[BEGIN]

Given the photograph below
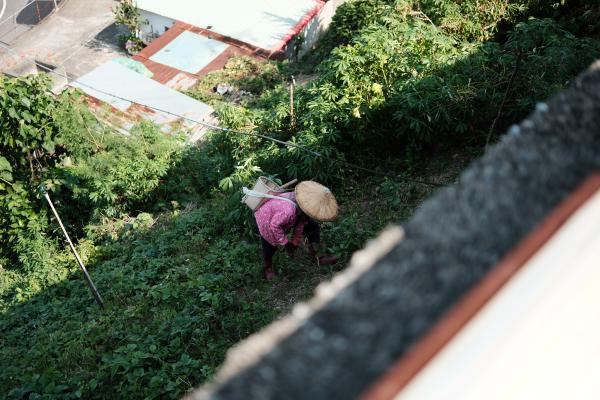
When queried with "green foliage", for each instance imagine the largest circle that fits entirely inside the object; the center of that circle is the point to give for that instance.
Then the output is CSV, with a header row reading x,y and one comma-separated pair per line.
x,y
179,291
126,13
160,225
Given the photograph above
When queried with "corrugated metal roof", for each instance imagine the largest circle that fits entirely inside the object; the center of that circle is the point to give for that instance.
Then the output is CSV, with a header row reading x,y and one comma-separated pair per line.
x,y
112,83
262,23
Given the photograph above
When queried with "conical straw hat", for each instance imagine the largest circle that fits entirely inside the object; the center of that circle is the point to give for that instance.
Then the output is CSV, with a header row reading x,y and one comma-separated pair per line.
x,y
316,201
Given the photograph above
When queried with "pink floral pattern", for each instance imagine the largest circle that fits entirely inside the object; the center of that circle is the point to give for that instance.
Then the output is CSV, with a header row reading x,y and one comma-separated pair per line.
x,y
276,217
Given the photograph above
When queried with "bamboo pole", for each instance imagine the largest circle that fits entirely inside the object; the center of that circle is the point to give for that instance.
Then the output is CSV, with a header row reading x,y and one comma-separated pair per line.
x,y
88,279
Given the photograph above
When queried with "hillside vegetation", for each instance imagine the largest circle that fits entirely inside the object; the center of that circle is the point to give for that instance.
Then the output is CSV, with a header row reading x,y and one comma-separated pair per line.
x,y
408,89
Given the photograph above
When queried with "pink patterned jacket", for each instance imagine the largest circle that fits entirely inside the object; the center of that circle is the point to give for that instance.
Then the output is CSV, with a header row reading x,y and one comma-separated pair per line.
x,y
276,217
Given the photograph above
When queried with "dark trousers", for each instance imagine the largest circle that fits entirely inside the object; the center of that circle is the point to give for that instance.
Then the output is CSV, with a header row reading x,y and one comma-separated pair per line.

[END]

Copy the records exactly as they appear, excluding images.

Given the photograph below
When queried with "green foliage", for each instance imagine the largest circle that fits entirely inside the object; the center of that circle is the point to give for that instance.
Then the output is CSV, with a header row reading x,y and one comma-separated pair per line.
x,y
179,291
126,13
160,225
Given the photograph above
When queried with "corrugated metal roof", for each instance imagine the largest circle that fits entirely inside the object; the center of that circle is the point to give for that instance.
Then the output is CSV, with a header row reading x,y and one comma-separated pair per line.
x,y
112,83
262,23
Given the photograph above
When queried with "conical straw hat", for each instance imagine the largest circle that fits entirely inside the object; the center of that circle is the point to give for that instance.
Then the output is CSV, with a header row reading x,y and one comma-separated pair per line.
x,y
316,201
Given the photograph above
When queried with "pink floral pattern", for each instance imagine the largest circle that fits entirely inside the object; the center of that circle is the point to give for that instance.
Then the output is CSV, with a header row reading x,y and one comma-separated pair per line.
x,y
276,217
Given the photograph above
When queried with "bamboo pole", for each instance imagine the largest circle that fits entirely inside the object; the center of that circle is the point to give for that instance.
Then the output is CSV, with a header row reading x,y and one comma-separated pair per line.
x,y
88,279
Given the photograph above
When queried with "hillside vegetation", for each instance imagine the largest circle that fits entirely inside the object; the center of that circle is the point to give for that instance.
Then the output is CSV, with a header row reading x,y and one comma-separated pair per line.
x,y
408,89
Given the photograph above
When queried with "pink patterned jacket", for each instance imagine the largest circle that fits entirely inside the object; the center of that circle is the point to give for that instance.
Then the output is CSV, with a header row reading x,y and one comma-separated pair per line.
x,y
276,217
Given the photograph above
When queried with "dark trousers", for each instance imagine the largest circle that fits entirely inside the object; the center of that circle is the point to give for that instance.
Then the output is CSV, with a header row reading x,y and one comma-separated pair per line.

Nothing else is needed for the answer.